**WHAT IS BEING ASKED:**
Can you write out every line again, starting with the line containing "Where can the tiled" and going on through the last of the rows below, requests included, with each answer point's coordinates shifted by -58 and the numbers in the requests left as they are?

----

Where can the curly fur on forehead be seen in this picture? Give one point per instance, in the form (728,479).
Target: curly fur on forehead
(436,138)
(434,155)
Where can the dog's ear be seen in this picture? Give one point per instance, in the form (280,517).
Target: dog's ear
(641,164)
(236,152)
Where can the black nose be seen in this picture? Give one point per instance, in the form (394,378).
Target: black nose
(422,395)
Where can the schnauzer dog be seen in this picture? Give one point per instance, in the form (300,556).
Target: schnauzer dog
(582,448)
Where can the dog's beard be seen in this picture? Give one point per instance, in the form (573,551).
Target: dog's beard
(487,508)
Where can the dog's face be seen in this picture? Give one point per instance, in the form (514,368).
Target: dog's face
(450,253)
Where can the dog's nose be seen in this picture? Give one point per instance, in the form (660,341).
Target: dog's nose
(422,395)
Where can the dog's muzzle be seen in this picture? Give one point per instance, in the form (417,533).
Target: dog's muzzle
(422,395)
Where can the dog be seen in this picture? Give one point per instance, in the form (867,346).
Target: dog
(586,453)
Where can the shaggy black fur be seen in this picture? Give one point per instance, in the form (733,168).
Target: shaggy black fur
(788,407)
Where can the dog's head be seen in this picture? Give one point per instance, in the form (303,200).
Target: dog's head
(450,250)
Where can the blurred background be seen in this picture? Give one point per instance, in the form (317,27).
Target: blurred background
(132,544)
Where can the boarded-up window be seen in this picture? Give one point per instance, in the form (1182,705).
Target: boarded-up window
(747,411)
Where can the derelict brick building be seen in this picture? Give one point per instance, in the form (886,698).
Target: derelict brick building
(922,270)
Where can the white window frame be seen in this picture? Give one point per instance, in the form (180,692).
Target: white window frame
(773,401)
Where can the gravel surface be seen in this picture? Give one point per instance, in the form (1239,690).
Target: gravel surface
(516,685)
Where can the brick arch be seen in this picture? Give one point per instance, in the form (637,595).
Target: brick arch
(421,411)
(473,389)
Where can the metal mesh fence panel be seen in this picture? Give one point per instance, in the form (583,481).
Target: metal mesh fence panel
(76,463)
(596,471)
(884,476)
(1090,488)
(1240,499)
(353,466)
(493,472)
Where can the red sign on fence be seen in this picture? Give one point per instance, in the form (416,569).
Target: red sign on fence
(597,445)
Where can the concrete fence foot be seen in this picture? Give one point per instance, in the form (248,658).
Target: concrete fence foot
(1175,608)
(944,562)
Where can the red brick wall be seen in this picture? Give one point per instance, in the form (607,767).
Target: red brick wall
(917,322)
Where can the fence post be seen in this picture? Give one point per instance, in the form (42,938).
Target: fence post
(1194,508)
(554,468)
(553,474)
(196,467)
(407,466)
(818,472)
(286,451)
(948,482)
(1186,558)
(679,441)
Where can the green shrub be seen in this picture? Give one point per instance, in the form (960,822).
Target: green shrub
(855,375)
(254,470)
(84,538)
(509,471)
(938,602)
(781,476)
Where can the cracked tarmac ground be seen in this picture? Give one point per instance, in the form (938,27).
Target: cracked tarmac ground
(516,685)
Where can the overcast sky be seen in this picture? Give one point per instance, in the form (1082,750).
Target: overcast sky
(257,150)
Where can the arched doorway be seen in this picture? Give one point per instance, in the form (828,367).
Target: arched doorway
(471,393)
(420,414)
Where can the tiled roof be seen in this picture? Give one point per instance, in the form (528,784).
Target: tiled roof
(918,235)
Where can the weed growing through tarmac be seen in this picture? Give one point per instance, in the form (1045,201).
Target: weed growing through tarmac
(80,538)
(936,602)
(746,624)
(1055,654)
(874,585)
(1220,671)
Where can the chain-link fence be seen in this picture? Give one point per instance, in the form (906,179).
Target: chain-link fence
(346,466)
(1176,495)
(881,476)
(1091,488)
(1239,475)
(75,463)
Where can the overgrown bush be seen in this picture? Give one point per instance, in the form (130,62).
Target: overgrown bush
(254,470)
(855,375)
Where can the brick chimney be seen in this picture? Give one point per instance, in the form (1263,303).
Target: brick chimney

----

**RESPONSE TO THIS TASK:**
Where can the tiled roof be seen in this picture? Give one point per instance, in the form (528,784).
Target: tiled roof
(860,177)
Where can the weed growing through tarmac be seen in this picture? Give one point per instance, in the form (1045,201).
Target: weed growing through tarmac
(22,480)
(878,544)
(688,566)
(997,596)
(816,527)
(1162,613)
Where can the chain-link fence be seen in this picture? Give one point per instance, in the form (906,179).
Target: chain-link fence
(288,408)
(1118,437)
(823,418)
(1033,430)
(1181,417)
(17,405)
Where can the overgrown bush be seen in this picture? Give one point per instance, in the form (130,62).
Target: overgrown bush
(196,412)
(797,317)
Where can the brick chimney be seen in this picture? Give one point per instance, in the form (1263,303).
Target: brick chimney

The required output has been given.